_DATA UNDER STUDY_
┌────────

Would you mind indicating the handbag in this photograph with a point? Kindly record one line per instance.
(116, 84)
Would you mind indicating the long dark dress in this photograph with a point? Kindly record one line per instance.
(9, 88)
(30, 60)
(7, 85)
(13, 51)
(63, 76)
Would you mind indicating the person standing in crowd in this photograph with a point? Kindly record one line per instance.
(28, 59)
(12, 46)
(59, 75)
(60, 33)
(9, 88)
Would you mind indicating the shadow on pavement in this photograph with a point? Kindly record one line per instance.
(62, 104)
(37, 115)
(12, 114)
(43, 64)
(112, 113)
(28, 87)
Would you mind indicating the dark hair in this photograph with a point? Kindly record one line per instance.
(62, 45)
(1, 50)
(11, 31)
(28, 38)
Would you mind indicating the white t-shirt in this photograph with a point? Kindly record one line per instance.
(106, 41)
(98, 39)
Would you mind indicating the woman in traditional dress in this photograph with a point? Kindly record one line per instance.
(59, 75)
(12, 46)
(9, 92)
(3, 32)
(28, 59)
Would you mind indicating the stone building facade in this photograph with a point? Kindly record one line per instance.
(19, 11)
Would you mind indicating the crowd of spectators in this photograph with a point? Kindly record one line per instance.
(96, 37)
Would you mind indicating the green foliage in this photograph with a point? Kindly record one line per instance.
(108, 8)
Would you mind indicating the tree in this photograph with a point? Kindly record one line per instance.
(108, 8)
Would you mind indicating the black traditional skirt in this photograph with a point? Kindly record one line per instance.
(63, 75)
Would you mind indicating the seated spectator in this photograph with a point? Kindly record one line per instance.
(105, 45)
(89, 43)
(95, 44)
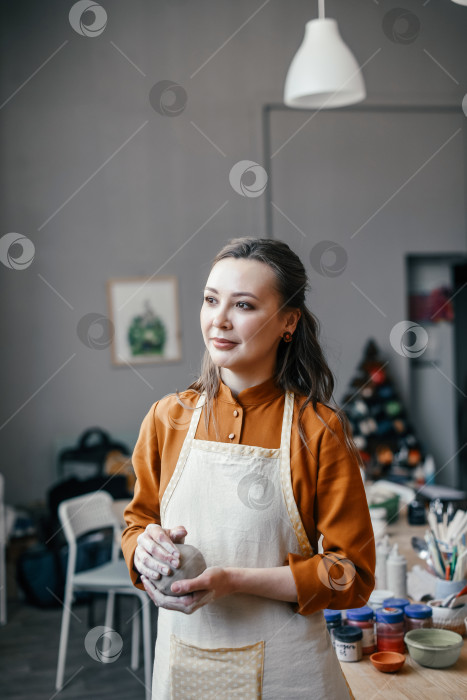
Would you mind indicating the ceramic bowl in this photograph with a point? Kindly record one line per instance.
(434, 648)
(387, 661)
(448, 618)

└────────
┌────────

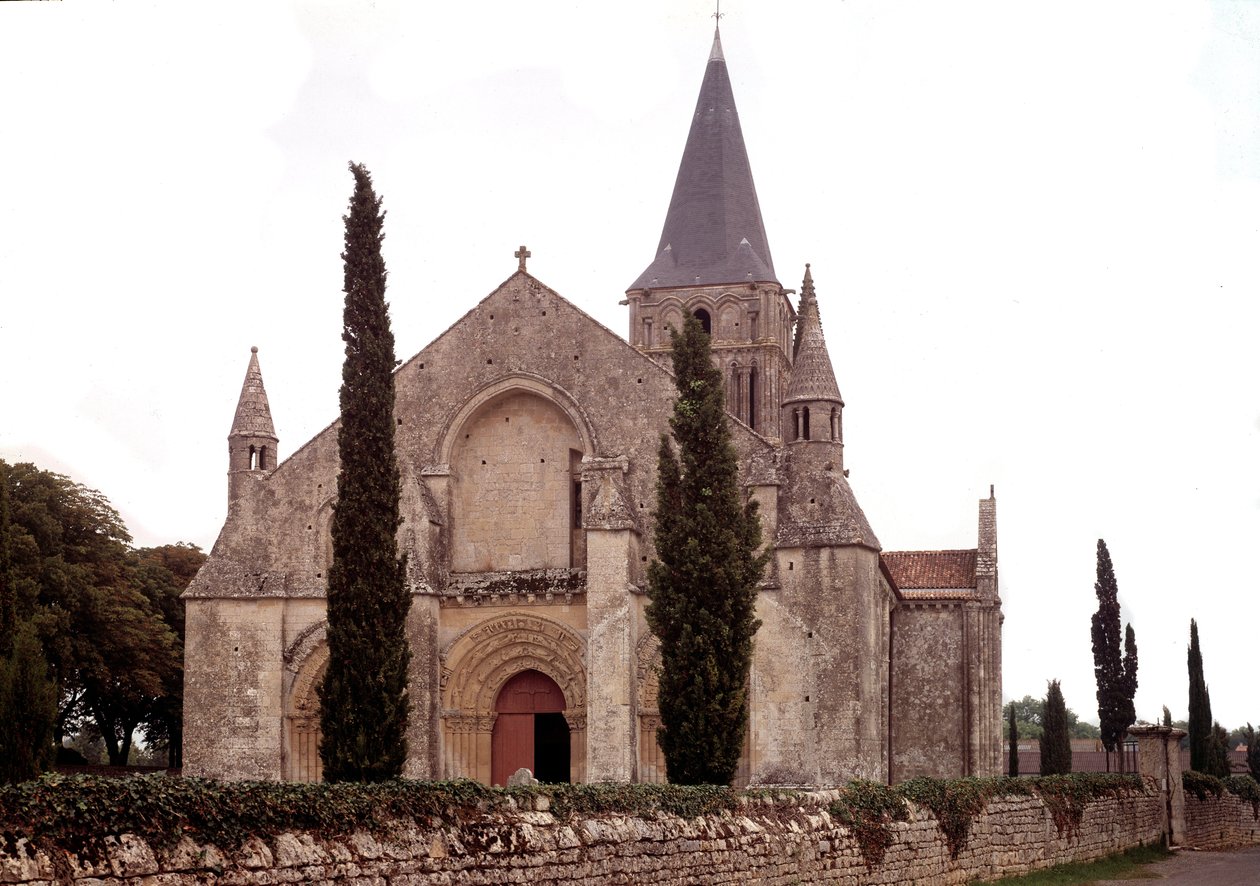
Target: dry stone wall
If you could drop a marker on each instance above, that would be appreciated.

└────────

_WHAT THE TASK REQUIRES_
Out of the data above, give again only the lines starting at the one holding "Target: dry stone wall" and ending at the one holding "If you could", unchanged.

_RESULT_
Target: dry stone wall
If you could drop a marker on each instance above, that would be appreciated.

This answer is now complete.